* [WORK ITEM] Restate the entries word for word, omitting nothing.

[Stored items from a collection]
┏━━

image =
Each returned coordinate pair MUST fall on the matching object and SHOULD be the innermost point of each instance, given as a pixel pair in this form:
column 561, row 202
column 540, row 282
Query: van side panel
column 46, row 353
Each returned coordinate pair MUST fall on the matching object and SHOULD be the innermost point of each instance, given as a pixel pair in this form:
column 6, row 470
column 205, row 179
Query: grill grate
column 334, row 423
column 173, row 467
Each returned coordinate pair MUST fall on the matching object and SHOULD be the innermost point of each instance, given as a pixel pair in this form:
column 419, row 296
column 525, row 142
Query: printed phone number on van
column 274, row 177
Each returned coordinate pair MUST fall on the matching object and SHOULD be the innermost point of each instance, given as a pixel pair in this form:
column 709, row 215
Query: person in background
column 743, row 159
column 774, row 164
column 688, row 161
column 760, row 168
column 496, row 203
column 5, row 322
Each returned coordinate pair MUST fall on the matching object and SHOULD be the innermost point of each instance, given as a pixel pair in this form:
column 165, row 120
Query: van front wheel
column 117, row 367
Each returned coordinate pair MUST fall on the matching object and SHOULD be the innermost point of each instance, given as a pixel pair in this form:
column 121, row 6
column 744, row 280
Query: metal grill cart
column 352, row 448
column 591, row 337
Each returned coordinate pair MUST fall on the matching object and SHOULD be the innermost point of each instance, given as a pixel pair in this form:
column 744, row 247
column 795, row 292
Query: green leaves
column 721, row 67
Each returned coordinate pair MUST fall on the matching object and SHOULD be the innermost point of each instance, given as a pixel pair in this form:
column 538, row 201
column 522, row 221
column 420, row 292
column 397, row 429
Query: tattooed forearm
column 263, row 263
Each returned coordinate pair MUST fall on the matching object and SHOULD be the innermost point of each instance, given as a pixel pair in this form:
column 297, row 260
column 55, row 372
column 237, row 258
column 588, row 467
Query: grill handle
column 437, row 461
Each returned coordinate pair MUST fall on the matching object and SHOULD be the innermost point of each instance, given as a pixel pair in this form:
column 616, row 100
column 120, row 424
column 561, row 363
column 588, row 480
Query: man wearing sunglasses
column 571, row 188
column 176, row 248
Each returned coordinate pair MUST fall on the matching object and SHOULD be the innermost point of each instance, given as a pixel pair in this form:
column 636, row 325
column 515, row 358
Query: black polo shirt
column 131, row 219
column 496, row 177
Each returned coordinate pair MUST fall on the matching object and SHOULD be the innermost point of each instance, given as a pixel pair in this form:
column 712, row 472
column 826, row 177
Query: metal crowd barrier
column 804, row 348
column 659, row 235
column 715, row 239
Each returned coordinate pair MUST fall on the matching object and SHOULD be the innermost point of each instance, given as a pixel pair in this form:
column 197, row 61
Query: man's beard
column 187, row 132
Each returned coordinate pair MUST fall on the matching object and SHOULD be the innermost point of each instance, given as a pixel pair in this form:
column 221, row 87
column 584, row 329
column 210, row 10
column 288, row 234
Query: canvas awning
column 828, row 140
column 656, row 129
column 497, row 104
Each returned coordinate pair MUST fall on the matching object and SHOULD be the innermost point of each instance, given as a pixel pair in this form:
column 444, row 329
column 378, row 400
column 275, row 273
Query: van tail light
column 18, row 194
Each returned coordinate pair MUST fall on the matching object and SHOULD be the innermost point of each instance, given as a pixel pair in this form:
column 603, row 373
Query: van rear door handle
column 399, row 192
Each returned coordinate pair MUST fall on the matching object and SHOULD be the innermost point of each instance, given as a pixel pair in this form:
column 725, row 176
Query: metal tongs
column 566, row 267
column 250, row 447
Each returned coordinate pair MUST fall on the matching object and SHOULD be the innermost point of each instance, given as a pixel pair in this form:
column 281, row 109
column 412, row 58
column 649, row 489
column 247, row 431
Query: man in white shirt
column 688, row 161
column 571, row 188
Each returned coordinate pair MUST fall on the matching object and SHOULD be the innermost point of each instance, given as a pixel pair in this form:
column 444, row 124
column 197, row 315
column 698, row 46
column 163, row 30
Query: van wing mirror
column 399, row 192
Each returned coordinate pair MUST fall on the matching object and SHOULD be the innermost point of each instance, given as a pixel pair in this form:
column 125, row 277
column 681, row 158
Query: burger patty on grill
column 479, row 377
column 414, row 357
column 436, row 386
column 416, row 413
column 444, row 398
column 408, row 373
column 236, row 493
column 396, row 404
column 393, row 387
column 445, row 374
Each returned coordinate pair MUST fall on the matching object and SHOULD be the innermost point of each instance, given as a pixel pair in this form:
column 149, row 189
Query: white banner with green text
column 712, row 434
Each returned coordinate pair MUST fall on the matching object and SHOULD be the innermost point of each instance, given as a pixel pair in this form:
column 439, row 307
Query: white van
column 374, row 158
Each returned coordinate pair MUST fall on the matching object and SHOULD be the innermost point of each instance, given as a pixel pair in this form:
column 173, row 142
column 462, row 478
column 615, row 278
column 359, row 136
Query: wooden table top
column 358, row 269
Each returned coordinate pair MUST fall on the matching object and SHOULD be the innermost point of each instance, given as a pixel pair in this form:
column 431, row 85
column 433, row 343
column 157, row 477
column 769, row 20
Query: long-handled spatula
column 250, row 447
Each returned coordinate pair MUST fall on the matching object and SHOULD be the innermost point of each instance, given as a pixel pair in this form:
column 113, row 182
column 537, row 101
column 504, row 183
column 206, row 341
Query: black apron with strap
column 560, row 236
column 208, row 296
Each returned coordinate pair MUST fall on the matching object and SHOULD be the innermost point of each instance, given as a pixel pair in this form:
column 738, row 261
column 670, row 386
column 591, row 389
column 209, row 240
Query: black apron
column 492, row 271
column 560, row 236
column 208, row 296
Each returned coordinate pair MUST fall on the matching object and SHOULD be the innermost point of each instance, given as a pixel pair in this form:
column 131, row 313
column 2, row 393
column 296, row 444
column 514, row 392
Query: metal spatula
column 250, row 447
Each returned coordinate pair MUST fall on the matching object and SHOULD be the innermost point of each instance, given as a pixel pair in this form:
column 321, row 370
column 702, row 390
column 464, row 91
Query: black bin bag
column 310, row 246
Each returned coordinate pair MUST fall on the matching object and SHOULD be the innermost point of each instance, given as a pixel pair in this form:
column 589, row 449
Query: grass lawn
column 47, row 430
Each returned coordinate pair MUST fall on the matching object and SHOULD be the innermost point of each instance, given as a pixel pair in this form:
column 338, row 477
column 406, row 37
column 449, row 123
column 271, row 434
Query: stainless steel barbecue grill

┗━━

* [ANSWER TO THE PROBLEM]
image =
Each returned coordinate pair MUST fall on the matching object and SHOULD be the innermost point of each instance, given as a pixel pair in this form:
column 561, row 202
column 540, row 282
Query: van side panel
column 46, row 353
Each returned coordinate pair MUST fall on the matching object and SHOULD be the innermost point of each instance, given as a pixel pair in this form:
column 6, row 470
column 205, row 179
Query: grill grate
column 334, row 423
column 173, row 467
Each returned coordinate pair MUST fall on the matching object and SHOULD be the innermost point of each instance, given as a pixel pair in this form:
column 419, row 296
column 525, row 142
Query: printed phone number on van
column 274, row 177
Each returned coordinate pair MUST fall on the matching object and SHOULD be the innermost point of each instance, given as a pixel pair in this form:
column 709, row 215
Query: person in background
column 743, row 159
column 774, row 164
column 688, row 161
column 760, row 168
column 496, row 203
column 5, row 322
Each returned coordinate pair MUST fall on the matching object and SHOULD be the innermost point of each instance, given as a pixel pair in this form:
column 165, row 120
Query: van front wheel
column 117, row 367
Each returned coordinate pair MUST fall on the matching object and SHOULD be the innermost point of each instance, given as a pixel pair in this form:
column 121, row 6
column 744, row 280
Query: metal grill cart
column 352, row 448
column 591, row 337
Each returned coordinate pair MUST fall on the matching object and SHOULD be the innermost point of each instance, given as a pixel pair in this form:
column 744, row 247
column 795, row 292
Query: green leaves
column 721, row 67
Each returned coordinate pair MUST fall on the matching object and SHOULD be the innermost point of each instance, given as a pixel pair in this form:
column 538, row 201
column 522, row 221
column 420, row 292
column 397, row 429
Query: tattooed forearm
column 263, row 263
Each returned coordinate pair MUST fall on the matching object and SHOULD be the innermost point of each instance, given as a pixel pair in this form:
column 297, row 260
column 55, row 372
column 237, row 258
column 588, row 467
Query: grill handle
column 437, row 461
Each returned coordinate pair MUST fall on the matching object and SHOULD be the innermost point of each instance, given as a pixel pair in this form:
column 616, row 100
column 120, row 424
column 561, row 363
column 588, row 480
Query: man wearing sunglasses
column 571, row 188
column 176, row 248
Each returned coordinate pair MUST fall on the matching object and SHOULD be the innermost point of each instance, given as a pixel pair in this form:
column 636, row 325
column 515, row 358
Query: black polo shirt
column 131, row 219
column 496, row 177
Each returned coordinate pair MUST fall on the matching object and SHOULD be the innermost point of each instance, given as a pixel pair in this form:
column 712, row 472
column 826, row 177
Query: metal crowd barrier
column 804, row 348
column 659, row 235
column 715, row 239
Each returned coordinate pair MUST fall on the matching object and SHOULD be the innermost point of each instance, given as a pixel pair in this form:
column 197, row 61
Query: man's beard
column 187, row 132
Each returned coordinate pair MUST fall on the matching object and SHOULD be the innermost point of each instance, given as a pixel pair in this form:
column 221, row 87
column 584, row 329
column 210, row 10
column 288, row 234
Query: canvas awning
column 828, row 140
column 656, row 129
column 497, row 104
Each returned coordinate pair MUST fall on the matching object and SHOULD be the innermost point of each instance, given as a pixel pair in this form:
column 444, row 329
column 378, row 400
column 275, row 273
Query: van tail light
column 18, row 194
Each returned coordinate pair MUST fall on the matching object and SHOULD be the innermost point of each instance, given as a pixel pair in this form:
column 603, row 373
Query: van rear door handle
column 399, row 192
Each returned coordinate pair MUST fall on the matching object and SHOULD be the innermost point of each instance, given as a pixel pair in this form:
column 725, row 176
Query: metal tongs
column 566, row 267
column 250, row 447
Each returned coordinate pair MUST fall on the matching object and SHOULD be the innermost point of each instance, given as a pixel pair in this form:
column 281, row 109
column 412, row 58
column 649, row 489
column 247, row 431
Query: man in white shirt
column 688, row 161
column 571, row 188
Each returned coordinate pair MUST fall on the matching object and SHOULD be the innermost point of each instance, given as a pixel pair in this form:
column 444, row 124
column 197, row 315
column 698, row 46
column 163, row 30
Query: van wing mirror
column 399, row 192
Each returned coordinate pair MUST fall on the matching object and SHOULD be the innermost point of each instance, given as a pixel pair in this form:
column 125, row 277
column 681, row 158
Query: burger patty on grill
column 479, row 377
column 414, row 357
column 436, row 386
column 416, row 413
column 444, row 398
column 408, row 373
column 236, row 493
column 396, row 404
column 393, row 387
column 445, row 374
Each returned coordinate pair MUST fall on the matching object and SHOULD be the innermost point of each instance, given as a pixel pair in this form:
column 149, row 189
Query: white banner with green text
column 712, row 434
Each returned coordinate pair MUST fall on the matching object and SHOULD be the innermost point of each instance, given as a pixel pair in this form:
column 439, row 307
Query: white van
column 374, row 158
Each returned coordinate pair MUST fall on the matching object and SHOULD be the innermost point of each instance, given as a pixel pair in this form:
column 173, row 142
column 462, row 478
column 615, row 278
column 359, row 136
Query: wooden table top
column 358, row 269
Each returned coordinate pair MUST fall on the matching object and SHOULD be the innermost point of each instance, given as a pixel pair in this form:
column 431, row 85
column 433, row 343
column 157, row 477
column 769, row 20
Query: long-handled spatula
column 250, row 447
Each returned coordinate pair MUST fall on the matching object and SHOULD be the innermost point of each instance, given as a pixel pair in this form:
column 113, row 182
column 537, row 101
column 504, row 183
column 206, row 341
Query: black apron with strap
column 560, row 236
column 208, row 296
Each returned coordinate pair MUST fall on the matching object and SHOULD be the innermost point of each instance, given as a pixel pair in this form:
column 738, row 261
column 670, row 386
column 591, row 389
column 209, row 240
Query: black apron
column 492, row 271
column 560, row 236
column 208, row 296
Each returned coordinate pair MUST fall on the matching object and SHOULD be the innermost point of each instance, given as a pixel pair in this form:
column 131, row 313
column 2, row 393
column 296, row 444
column 514, row 392
Query: metal spatula
column 250, row 447
Each returned coordinate pair MUST fall on the matching object and SHOULD be the innermost point of each instance, given as a pixel pair in this form:
column 321, row 370
column 702, row 390
column 464, row 91
Query: black bin bag
column 310, row 246
Each returned coordinate pair MUST fall on the matching object and SHOULD be the innermost point of each instance, given as a pixel pair in this form:
column 589, row 449
Query: grass lawn
column 47, row 430
Each returned coordinate pair MUST fall on the matching object and SHOULD be the innermost point of each instance, given as a pixel pair in this form:
column 338, row 477
column 406, row 37
column 449, row 123
column 271, row 434
Query: stainless steel barbecue grill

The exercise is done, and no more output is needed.